* _The exercise_
Could you write out every entry exactly as it stands?

- - -

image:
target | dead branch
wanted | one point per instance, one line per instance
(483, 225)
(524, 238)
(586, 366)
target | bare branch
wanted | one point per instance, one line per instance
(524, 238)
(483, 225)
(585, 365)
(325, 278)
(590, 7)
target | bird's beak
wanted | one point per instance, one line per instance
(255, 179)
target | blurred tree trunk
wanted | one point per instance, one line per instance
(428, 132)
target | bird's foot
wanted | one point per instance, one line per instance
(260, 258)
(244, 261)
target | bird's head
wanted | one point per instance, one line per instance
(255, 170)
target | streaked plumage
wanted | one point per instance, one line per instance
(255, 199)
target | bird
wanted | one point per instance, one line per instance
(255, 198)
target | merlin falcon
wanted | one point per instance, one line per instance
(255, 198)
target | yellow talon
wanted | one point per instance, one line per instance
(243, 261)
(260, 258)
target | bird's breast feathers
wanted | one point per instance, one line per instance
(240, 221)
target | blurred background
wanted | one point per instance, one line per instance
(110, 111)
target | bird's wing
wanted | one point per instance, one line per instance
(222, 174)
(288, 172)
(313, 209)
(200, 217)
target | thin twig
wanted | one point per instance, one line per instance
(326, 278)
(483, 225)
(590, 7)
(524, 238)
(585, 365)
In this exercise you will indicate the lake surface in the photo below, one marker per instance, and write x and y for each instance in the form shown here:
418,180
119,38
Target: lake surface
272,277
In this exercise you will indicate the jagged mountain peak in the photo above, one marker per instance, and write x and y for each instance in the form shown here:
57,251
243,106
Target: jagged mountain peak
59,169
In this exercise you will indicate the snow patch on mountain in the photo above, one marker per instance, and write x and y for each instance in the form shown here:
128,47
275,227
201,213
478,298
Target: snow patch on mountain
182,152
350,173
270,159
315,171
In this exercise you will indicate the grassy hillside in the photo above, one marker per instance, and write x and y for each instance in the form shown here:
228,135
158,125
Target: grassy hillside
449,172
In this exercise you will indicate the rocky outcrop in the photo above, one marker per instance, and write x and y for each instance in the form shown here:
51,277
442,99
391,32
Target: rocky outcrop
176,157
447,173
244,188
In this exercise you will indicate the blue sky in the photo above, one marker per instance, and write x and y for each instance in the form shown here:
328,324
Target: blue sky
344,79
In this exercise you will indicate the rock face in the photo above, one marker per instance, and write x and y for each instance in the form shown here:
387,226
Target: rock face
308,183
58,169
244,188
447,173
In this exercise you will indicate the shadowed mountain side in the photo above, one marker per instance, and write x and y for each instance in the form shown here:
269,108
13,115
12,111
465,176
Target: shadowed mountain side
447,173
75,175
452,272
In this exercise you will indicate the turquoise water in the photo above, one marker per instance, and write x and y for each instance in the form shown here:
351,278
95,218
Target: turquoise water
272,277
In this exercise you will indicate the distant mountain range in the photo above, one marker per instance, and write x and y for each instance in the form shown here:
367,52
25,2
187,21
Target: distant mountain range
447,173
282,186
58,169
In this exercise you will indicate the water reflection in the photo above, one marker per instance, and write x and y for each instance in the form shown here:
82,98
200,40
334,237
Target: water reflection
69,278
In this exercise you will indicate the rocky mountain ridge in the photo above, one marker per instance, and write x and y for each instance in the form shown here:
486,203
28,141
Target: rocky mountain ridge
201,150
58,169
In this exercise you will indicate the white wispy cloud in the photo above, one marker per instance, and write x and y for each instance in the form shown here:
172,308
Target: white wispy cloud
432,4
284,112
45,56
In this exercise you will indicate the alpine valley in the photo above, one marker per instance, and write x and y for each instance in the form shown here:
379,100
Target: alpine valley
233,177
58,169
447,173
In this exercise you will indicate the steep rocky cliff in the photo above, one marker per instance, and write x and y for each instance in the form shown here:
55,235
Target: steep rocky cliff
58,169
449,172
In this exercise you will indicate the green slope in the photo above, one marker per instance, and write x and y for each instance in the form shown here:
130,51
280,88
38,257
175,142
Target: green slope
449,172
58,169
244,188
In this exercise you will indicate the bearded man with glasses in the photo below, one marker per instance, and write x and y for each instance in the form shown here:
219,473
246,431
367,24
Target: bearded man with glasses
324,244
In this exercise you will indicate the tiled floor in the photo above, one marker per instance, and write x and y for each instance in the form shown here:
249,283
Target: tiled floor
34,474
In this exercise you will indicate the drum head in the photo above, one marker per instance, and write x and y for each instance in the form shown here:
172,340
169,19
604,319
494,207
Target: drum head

- - -

* _Reply to the exercise_
image:
target | dead branch
wanted | one point per instance, one line per instance
(483, 225)
(524, 238)
(586, 366)
target | bare branch
wanted | one point per instance, one line per instance
(524, 238)
(483, 225)
(585, 365)
(325, 278)
(590, 7)
target | bird's beak
wanted | one point per instance, one line per instance
(255, 179)
target | blurred tree trunk
wanted | one point per instance, one line per instance
(428, 132)
target | bird's foot
wanted | one point per instance, one line per instance
(260, 258)
(244, 261)
target | bird's head
wanted | one point per instance, one line per instance
(255, 170)
target | streaked plumage
wanted | one point per instance, one line per instance
(255, 199)
target | bird
wanted | one point per instance, one line per instance
(255, 198)
target | merlin falcon
wanted | one point per instance, one line per instance
(255, 198)
target | yellow talon
wanted | one point per instance, one line per instance
(243, 261)
(260, 258)
target | bird's breast feathers
wanted | one point per instance, one line per instance
(240, 221)
target | blurred background
wanted | one point per instance, one line per instance
(110, 111)
target | bird's wing
wanted | one point per instance, one line per instance
(222, 174)
(288, 172)
(313, 209)
(200, 217)
target | thin twig
wanted | one point per instance, one line per instance
(326, 278)
(483, 225)
(590, 7)
(524, 238)
(585, 365)
In this exercise you will indicate the lake surface in the photo below, one marker per instance, and write x and y for each instance in the form shown here:
418,180
119,38
Target: lake surface
272,277
In this exercise you will indicate the jagged mountain peak in the photo above, one marker per instance, and write x and y for each instance in the form shown here:
57,251
243,106
Target: jagged mountain peak
59,169
In this exercise you will indicate the snow patch on mountain in the photo above, one marker per instance, and write x and y for each instance in the form shown here:
128,47
275,227
201,213
478,298
Target: snow patch on mountain
182,152
350,173
270,159
315,171
In this exercise you will indicate the grassy hillside in the photo above, one marker per instance, and write x and y for each instance in the form shown here:
228,135
158,125
Target: grassy hillside
449,172
In this exercise you will indicate the rocky outcrop in the photo above, one marker per instance, and write x and y for each instance in the form shown here:
51,277
442,99
391,32
Target: rocky outcrop
176,157
447,173
244,188
In this exercise you will indicate the blue sky in the photo above, one marker per instance, and write x and y for each instance in the form shown here:
328,324
Target: blue sky
344,79
In this exercise you will indicate the rock face in the photo above, one marker per instance, and write x and y for each instance in the form shown here:
387,226
Target: rock face
308,183
58,169
244,188
447,173
In this exercise you will indicate the shadowed mountain side in the photo above, one marker per instance, and write x and y for each instance in the form shown here:
269,108
13,115
12,111
465,176
Target: shadowed mountain side
447,173
75,175
452,272
In this exercise you will indicate the turquoise water in the photo above, one marker per instance, and write x and y for each instance in the form shown here:
351,278
95,218
Target: turquoise water
272,277
In this exercise you will indicate the distant mountain range in the photo above, one marker per instance, and write x and y for each instance in the form shown here:
367,52
25,2
187,21
Target: distant mountain range
447,173
282,186
58,169
In this exercise you will indicate the water reflection in the photo above, one marker per instance, and write x and y for each instance in the form shown here:
82,98
200,40
334,237
Target: water reflection
69,278
In this exercise you will indicate the rocky mountain ridge in the photo above, one marker per instance, and write x and y for each instance in the form shown here:
486,203
28,141
Target: rocky mountain ridge
201,150
58,169
In this exercise you will indicate the white wispy cloud in the photo above, one marker per instance, and write x and y for each instance in the form shown here:
172,308
Target: white wispy cloud
432,4
284,112
45,56
In this exercise you will indicate the alpine valley in the photo above, one marker per instance, and write x and y for each instance in the form shown here:
379,100
Target: alpine valley
233,177
58,169
447,173
In this exercise you will indicate the steep rocky cliff in the photo above, one marker per instance, and write x and y for each instance in the form shown here:
55,235
Target: steep rocky cliff
58,169
449,172
In this exercise you will indicate the green slope in the photo above, one marker per instance, and write x and y for each instance in the form shown here:
130,51
280,88
38,257
175,142
Target: green slope
449,172
58,169
244,188
In this exercise you will indicate the bearded man with glasses in the photo below, one marker per instance, and write x and y for each instance in the form shown here:
219,473
246,431
367,24
Target: bearded man with glasses
324,244
In this exercise you will indicate the tiled floor in the photo above, one marker per instance, and write x and y for each instance in the form shown here:
249,283
Target: tiled floor
34,474
In this exercise you will indicate the drum head in the photo above, one marker per instance, and write x and y for each instance in the form shown here:
172,340
169,19
604,319
494,207
Target: drum head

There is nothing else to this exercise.